**DOCUMENT SECTION:**

__________________________________________________

When you create a new wrapper, the library starts by creating a context (SwContext). This is an object storing the user options (wrapper path, wrapper data, sameProcess mode) and extra data such as a unique key and the absolute paths to the Node process, spawn-wrap, a few dependencies and the shims.

During the creation of the context, a "shim directory" is written (by default, it is a unique directory inside ~/.node-spawn-wrap). This directory contains executables ("shims") that are intended to intercept system calls to spawn Node processes and instead trigger the wrapping logic.

The shims are auto-generated executables. The context is embedded in them. Their role is to patch of internals of the current Node process, load the wrapper and execute them. One shim is created with the name node, and eventually another one with the same basename as the root process (for example iojs if the root process was named iojs instead of node). These shims are executable scripts with a shebang. For Windows, a .cmd file is created for each shim: for example node.cmd to open the node shim.

Once the context is created and its shim directory written, spawn-wrap patches the API to use the shims. spawn-wrap can either patch the internals of child_process or create a wrapper around a child_process-like API. Patching the internals affects any code spawning processes, while the wrapper solution only intercepts calls going through the wrapper. The patch performs 4 steps: normalize the options, rewrite the options, denormalize the options, call the original function. The normalization/denormalization converts between API-specific arguments and a normalized representation of the spawn options. This normalized representation contains the spawned file, array of arguments and map of environment variables.

The action of rewriting the spawn options is called "munging" in the lib. The goal is to replace any invocation of the real Node with one of the shims. The munging has a file-specific step and a general environment patching step. The munger will use the name (or try to read the shebang) of the spawned file to perform application-specific transformations. It currently detects when you spawn another Node process, npm, cmd or a known POSIX shell (sh, bash, ...). If you are spawning a shell, it will try to detect if you use the shell to spawn node or npm. For node, it will insert the shim script just after the Node executable: node foo.js will be replaced by node path/to/shim/node foo.js. For npm it will prefix it with the shim executable and ensure that he script path is used (Windows-based example so it's clear what's going on): npm install will become path/to/shim/node.cmd path/to/npm-cli.js install.

If the spawned process is not Node or npm (or a shell invoking them), no application-specific logic is applied. But the general environment patching is still applied. This step is fairly simple: it just ensures that the shim directory is the first location in the PATH environment variable. It means that any subprocess inheriting this environment and trying to spawn Node using node instead of an absolute path will default to use the shim executable.

Arguments

The library distinguishes between two types of arguments: execution arguments (execArgs and application arguments (args). Execution arguments control the Node engine. They corresponds to the flags described in node --help. For example ["--eval", "2+2"], ["--require", "/foo.js"] or ["--experimental-modules"]. The application arguments are the path to the executable (e.g. /usr/bin/node) and other remaining arguments such as the path to the script to run. The execution arguments can be read as process.execArgv while the application arguments are in process.args.

__________________________________________________

**INFORMATION PROVIDED:**
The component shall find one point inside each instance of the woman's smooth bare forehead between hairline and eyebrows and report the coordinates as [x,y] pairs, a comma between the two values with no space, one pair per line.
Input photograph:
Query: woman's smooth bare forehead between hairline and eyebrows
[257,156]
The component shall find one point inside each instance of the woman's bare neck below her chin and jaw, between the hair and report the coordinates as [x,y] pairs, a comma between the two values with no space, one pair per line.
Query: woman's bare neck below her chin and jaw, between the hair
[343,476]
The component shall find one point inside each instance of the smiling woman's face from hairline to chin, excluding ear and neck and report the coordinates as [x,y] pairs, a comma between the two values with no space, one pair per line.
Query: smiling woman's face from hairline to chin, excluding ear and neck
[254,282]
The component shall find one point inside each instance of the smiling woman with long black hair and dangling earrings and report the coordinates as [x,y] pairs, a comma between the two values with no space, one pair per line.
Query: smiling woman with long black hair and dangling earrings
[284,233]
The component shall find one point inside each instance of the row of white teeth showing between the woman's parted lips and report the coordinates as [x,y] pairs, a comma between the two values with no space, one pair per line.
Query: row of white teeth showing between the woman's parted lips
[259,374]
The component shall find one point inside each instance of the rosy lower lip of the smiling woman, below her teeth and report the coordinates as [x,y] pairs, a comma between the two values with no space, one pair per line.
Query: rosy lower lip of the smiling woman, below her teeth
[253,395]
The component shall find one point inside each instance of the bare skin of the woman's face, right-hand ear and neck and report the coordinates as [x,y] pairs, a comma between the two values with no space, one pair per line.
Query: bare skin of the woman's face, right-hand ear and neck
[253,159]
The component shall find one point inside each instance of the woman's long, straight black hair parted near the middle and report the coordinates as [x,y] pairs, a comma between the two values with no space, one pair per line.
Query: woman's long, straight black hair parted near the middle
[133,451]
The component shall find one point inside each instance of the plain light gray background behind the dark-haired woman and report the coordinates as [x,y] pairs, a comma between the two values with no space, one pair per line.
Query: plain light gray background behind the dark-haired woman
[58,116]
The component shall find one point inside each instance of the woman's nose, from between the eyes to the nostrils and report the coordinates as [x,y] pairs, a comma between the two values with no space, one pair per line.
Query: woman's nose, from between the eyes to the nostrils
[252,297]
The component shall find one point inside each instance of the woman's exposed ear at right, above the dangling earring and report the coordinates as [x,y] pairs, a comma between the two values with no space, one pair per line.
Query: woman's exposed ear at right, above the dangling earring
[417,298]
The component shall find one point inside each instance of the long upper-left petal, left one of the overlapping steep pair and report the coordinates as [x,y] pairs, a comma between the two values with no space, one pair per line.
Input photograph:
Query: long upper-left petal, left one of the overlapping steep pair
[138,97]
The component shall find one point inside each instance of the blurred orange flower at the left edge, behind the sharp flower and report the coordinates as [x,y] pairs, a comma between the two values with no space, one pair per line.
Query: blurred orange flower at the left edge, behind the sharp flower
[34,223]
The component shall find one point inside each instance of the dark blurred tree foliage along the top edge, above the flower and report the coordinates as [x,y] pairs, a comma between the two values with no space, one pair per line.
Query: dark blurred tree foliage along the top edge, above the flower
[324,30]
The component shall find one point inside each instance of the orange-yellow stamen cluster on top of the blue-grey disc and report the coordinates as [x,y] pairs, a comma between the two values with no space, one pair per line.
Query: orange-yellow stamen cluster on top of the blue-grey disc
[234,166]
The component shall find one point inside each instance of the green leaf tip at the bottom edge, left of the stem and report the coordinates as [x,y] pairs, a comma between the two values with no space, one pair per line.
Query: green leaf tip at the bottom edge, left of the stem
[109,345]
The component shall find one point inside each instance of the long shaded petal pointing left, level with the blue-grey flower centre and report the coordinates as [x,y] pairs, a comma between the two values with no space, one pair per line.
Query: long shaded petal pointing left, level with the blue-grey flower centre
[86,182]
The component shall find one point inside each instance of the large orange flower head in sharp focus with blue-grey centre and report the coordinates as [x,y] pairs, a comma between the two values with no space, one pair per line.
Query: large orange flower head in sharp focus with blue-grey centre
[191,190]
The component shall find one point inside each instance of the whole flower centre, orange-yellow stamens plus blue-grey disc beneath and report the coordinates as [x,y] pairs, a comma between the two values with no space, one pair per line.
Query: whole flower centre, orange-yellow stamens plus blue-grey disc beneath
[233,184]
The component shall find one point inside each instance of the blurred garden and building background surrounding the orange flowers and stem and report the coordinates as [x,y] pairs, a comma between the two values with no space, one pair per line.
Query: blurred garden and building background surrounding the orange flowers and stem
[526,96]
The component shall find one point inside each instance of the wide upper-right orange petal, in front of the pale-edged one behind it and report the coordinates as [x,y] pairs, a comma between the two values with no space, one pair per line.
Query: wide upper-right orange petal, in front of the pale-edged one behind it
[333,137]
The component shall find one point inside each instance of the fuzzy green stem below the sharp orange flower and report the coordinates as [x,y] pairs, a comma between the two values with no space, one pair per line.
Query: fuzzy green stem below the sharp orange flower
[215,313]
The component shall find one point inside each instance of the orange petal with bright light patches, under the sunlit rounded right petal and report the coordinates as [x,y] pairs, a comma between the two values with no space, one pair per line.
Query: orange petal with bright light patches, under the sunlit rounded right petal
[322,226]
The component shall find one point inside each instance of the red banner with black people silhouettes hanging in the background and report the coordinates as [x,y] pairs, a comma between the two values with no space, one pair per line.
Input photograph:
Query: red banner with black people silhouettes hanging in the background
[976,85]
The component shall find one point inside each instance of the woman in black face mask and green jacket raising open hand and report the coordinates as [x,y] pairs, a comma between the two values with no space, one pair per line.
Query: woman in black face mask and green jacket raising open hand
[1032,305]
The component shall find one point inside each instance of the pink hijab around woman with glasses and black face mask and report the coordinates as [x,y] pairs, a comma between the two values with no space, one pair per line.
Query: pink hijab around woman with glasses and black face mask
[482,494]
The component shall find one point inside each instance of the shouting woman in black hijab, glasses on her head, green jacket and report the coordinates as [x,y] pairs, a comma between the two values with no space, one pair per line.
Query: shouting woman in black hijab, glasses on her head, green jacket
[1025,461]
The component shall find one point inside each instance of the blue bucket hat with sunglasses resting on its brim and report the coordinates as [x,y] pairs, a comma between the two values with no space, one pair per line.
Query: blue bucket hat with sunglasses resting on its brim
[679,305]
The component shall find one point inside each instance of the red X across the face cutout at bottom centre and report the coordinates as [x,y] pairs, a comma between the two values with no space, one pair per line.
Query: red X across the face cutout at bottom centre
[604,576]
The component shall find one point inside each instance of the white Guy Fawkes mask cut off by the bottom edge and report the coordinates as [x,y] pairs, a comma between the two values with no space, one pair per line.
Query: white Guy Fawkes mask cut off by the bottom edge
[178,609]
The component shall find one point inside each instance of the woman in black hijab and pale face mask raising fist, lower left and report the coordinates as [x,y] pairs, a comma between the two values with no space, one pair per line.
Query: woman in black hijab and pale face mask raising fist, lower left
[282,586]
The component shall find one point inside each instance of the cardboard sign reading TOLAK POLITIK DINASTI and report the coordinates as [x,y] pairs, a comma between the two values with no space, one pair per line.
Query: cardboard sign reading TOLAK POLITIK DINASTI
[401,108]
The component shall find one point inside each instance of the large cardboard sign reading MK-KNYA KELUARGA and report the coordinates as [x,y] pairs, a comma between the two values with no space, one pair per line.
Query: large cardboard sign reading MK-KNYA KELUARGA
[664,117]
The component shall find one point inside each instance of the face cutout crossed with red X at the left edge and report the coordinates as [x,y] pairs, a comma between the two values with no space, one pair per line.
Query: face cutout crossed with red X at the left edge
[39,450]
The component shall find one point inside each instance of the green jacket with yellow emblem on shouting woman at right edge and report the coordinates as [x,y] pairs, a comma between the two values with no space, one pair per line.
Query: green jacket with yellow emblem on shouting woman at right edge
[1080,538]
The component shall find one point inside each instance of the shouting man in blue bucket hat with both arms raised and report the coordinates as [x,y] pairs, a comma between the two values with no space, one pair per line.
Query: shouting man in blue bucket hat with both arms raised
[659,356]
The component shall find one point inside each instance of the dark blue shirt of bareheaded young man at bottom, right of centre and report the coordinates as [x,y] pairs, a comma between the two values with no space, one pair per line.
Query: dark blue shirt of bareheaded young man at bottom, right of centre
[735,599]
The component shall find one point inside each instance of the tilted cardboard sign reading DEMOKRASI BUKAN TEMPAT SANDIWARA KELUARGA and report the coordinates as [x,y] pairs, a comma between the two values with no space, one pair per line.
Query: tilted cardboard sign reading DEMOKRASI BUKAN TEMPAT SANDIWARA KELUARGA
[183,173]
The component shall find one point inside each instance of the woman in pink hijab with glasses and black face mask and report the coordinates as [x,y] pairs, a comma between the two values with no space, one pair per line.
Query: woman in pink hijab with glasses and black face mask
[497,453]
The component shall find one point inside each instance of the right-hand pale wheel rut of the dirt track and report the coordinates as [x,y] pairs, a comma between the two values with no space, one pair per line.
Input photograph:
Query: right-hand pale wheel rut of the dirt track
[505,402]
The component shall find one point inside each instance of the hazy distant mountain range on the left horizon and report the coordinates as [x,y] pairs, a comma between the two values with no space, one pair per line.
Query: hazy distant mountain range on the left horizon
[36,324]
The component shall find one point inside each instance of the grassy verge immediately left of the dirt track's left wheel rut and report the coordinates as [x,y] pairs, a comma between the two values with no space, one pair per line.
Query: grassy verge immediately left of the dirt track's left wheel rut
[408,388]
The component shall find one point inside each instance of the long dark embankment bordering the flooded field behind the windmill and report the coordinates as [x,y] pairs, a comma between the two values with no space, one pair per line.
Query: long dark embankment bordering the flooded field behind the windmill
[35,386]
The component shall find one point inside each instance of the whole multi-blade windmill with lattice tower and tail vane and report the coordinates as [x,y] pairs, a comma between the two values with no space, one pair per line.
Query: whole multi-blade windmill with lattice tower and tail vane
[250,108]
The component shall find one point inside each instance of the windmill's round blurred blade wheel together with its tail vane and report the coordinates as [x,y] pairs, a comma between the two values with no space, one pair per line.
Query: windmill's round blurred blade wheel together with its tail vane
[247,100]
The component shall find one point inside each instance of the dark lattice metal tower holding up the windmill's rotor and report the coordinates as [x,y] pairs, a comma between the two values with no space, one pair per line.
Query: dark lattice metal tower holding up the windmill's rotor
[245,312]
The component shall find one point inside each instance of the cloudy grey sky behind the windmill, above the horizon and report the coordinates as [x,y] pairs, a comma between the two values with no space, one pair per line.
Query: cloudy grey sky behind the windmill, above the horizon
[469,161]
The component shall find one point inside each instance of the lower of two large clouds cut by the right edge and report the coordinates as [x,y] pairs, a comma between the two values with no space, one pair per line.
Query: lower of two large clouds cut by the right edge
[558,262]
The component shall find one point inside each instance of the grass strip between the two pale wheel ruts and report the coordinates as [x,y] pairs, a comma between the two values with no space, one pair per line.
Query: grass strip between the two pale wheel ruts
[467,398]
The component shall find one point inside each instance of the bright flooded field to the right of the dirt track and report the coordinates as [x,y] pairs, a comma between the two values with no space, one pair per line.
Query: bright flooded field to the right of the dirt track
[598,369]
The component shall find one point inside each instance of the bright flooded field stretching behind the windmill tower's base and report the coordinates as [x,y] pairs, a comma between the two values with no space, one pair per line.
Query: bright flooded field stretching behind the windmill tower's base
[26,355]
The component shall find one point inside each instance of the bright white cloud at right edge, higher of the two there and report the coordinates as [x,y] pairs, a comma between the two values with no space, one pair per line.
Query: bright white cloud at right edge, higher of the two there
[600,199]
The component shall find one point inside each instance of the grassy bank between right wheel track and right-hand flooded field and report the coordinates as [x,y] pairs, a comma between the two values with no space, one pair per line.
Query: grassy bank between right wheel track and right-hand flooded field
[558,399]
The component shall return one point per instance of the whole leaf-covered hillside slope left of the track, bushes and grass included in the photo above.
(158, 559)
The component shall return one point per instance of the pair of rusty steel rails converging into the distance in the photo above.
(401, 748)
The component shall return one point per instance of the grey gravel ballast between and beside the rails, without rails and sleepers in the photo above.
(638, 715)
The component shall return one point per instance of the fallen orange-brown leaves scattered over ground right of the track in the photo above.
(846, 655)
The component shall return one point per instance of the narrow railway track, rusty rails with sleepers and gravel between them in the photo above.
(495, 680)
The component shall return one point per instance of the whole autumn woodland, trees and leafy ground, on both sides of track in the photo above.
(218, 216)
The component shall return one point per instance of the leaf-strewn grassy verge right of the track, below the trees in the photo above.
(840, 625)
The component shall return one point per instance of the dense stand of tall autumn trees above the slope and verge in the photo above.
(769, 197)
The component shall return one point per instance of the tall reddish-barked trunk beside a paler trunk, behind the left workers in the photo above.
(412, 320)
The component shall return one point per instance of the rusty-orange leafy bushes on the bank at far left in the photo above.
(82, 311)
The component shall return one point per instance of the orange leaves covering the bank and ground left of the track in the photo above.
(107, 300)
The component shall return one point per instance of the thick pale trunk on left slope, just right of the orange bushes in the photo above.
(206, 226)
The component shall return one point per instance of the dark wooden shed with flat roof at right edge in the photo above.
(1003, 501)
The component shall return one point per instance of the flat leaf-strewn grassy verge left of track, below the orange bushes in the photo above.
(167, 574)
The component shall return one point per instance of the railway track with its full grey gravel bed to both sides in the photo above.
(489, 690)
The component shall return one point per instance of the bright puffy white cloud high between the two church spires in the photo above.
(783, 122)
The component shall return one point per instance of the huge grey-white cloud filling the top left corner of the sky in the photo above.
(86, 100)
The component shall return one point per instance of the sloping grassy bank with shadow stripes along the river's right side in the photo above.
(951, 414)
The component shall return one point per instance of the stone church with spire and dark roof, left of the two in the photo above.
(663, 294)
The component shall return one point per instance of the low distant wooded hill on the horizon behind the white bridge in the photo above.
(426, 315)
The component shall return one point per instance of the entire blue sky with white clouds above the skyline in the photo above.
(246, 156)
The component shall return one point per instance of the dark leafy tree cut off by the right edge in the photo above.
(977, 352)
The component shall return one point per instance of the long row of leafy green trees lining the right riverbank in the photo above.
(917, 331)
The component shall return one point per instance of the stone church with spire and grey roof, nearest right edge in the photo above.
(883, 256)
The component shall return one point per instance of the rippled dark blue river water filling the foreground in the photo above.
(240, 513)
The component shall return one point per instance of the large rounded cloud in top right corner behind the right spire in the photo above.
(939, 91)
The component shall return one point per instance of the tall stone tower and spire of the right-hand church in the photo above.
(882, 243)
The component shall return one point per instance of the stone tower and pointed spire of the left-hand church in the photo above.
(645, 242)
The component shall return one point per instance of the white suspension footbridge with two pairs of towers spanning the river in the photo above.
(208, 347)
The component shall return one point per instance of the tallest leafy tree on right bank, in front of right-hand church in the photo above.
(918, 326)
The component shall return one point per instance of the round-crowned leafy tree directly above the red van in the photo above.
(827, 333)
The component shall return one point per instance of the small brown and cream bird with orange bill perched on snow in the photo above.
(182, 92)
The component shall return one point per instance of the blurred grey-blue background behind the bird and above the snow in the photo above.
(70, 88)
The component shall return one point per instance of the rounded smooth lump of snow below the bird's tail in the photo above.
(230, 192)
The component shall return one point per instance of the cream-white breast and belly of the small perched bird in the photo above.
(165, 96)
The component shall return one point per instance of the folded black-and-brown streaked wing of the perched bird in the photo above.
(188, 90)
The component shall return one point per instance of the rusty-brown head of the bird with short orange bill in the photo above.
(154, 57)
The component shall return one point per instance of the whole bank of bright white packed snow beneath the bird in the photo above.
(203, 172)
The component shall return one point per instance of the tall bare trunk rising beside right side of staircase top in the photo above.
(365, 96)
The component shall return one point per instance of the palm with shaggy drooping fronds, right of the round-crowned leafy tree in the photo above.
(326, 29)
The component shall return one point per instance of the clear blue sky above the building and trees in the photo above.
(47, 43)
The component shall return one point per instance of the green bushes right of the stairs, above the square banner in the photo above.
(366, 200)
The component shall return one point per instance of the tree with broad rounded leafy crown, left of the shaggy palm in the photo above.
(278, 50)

__________________________________________________

**TASK ITEM:** In the spawn-wrap text, where is the shim directory written by default?

**WRITTEN RESPONSE:** In a unique directory inside ~/.node-spawn-wrap.